• GOAL
Arrange the stretch of the listing below, from the line containing "Objective — locate the bush" through the end of the listing, as a Markdown table with columns Row and Line. Number each line and leave out any blank lines.
===== GIVEN INFORMATION =====
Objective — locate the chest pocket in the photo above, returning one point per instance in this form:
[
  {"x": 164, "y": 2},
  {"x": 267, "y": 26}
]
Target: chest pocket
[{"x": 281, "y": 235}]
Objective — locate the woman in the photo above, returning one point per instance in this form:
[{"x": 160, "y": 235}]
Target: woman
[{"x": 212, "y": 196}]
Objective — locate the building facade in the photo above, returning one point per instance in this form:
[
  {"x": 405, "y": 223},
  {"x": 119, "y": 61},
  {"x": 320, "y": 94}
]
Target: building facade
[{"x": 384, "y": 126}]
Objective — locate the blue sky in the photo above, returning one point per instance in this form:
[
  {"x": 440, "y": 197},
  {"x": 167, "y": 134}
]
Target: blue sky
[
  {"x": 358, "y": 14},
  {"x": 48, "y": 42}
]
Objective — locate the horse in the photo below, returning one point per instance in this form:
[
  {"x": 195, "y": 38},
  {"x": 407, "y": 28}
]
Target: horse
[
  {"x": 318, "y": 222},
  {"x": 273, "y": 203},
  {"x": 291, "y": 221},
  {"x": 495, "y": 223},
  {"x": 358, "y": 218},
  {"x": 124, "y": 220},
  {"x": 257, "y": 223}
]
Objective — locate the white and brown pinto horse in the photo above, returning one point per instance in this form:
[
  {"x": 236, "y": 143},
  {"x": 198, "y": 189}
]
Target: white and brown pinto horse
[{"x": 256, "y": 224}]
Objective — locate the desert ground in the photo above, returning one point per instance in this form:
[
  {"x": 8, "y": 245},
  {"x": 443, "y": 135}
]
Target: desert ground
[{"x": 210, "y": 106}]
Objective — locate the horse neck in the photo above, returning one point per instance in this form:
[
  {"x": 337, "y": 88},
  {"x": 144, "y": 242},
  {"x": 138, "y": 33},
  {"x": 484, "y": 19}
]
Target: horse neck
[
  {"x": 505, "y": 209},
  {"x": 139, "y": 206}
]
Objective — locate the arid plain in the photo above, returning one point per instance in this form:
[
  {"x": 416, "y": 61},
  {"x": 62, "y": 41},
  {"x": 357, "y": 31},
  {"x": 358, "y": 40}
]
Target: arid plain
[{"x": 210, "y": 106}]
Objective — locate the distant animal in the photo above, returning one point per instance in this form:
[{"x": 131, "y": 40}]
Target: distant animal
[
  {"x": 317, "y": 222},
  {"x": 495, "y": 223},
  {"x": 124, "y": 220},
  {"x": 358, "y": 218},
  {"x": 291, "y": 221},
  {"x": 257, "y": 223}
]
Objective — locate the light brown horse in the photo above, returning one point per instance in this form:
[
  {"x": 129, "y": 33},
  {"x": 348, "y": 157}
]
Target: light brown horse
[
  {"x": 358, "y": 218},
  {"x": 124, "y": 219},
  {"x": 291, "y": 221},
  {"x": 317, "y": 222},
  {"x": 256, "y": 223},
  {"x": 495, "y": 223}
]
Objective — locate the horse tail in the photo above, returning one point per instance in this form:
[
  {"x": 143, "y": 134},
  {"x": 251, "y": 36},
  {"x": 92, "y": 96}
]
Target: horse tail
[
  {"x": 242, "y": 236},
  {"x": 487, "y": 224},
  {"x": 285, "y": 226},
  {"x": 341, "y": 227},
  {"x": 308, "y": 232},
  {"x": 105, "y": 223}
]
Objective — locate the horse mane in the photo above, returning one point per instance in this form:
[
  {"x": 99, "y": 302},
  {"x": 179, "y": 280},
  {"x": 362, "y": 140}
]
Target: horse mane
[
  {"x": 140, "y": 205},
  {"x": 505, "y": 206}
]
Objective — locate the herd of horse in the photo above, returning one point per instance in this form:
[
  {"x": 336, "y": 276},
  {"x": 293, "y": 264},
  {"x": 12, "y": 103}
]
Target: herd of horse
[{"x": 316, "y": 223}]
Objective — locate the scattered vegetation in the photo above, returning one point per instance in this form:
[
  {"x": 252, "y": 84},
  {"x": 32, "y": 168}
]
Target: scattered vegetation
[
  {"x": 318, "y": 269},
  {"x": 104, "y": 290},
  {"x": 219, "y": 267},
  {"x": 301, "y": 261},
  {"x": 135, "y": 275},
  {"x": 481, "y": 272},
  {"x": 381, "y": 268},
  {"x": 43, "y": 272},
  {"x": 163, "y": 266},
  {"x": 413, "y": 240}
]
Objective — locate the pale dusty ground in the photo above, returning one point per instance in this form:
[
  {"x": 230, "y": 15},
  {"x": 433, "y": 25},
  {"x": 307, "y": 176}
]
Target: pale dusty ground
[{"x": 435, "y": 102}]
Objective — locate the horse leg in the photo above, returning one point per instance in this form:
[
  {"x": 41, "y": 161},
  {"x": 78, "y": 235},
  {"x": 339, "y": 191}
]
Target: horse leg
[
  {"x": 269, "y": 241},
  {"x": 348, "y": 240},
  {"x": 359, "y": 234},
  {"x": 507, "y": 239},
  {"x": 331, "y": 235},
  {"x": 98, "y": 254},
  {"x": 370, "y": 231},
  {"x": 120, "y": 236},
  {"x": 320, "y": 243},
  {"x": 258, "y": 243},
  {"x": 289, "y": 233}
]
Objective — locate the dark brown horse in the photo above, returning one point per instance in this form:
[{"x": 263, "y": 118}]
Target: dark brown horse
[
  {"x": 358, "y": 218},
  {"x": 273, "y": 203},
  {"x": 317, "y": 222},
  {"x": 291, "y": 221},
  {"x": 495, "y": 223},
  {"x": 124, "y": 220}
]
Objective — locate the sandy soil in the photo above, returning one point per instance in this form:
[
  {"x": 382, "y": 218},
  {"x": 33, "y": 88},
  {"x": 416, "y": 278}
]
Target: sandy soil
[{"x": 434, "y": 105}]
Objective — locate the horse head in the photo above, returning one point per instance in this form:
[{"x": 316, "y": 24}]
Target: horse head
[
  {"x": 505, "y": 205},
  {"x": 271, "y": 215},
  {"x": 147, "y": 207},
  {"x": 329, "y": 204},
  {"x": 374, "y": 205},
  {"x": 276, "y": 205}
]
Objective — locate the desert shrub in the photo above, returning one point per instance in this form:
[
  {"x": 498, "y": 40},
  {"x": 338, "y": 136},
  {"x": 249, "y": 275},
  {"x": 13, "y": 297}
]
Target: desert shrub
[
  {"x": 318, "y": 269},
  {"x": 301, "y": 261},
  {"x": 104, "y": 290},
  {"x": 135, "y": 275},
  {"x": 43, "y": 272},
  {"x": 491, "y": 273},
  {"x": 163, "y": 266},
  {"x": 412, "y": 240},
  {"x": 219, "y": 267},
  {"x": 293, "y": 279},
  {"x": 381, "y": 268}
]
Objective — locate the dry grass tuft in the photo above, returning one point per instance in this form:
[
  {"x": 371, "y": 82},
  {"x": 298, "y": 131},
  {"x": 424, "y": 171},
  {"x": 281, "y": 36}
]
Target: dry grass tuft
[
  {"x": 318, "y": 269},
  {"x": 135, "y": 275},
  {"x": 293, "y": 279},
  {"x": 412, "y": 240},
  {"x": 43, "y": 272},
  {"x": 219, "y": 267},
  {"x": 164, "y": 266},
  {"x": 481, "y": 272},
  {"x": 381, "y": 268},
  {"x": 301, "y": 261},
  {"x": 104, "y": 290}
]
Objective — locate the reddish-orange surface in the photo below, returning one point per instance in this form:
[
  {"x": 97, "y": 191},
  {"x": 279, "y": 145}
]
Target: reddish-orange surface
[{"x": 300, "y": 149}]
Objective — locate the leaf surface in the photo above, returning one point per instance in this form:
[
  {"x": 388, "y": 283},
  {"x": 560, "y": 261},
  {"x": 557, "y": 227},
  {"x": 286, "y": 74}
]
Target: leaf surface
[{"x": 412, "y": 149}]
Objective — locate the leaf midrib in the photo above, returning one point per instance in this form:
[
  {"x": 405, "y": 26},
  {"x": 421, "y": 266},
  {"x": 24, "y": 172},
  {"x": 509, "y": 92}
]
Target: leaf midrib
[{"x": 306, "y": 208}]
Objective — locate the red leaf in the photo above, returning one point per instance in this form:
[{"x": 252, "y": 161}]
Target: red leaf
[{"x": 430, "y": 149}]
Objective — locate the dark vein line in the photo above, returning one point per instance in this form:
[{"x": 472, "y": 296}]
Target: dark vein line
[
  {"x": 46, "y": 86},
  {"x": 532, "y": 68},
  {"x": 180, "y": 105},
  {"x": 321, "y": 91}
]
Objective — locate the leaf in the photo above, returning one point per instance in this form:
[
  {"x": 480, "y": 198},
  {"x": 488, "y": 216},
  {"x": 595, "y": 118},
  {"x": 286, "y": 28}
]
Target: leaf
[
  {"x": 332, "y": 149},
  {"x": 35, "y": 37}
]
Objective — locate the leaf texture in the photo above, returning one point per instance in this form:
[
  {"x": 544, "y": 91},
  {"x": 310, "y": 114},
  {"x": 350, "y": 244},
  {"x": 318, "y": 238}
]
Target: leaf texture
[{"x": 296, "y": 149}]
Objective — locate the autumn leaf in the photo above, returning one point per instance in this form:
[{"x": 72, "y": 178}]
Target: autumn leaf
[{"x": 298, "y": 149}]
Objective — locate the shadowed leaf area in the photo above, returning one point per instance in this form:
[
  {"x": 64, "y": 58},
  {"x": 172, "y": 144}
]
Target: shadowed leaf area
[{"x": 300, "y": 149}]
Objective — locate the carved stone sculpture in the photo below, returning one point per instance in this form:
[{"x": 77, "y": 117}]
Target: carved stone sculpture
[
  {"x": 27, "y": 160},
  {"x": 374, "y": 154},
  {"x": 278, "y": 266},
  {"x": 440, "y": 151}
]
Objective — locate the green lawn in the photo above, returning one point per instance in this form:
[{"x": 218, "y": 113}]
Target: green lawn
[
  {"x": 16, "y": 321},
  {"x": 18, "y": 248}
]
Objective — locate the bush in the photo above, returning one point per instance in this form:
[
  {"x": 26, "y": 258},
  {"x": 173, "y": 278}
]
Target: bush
=====
• THE REPLY
| Row | Line |
|---|---|
| 1 | Objective — locate the bush in the photo above, returning one point per instance in this form: |
| 2 | [ |
| 3 |   {"x": 26, "y": 258}, |
| 4 |   {"x": 173, "y": 278} |
| 5 | ] |
| 6 | Target: bush |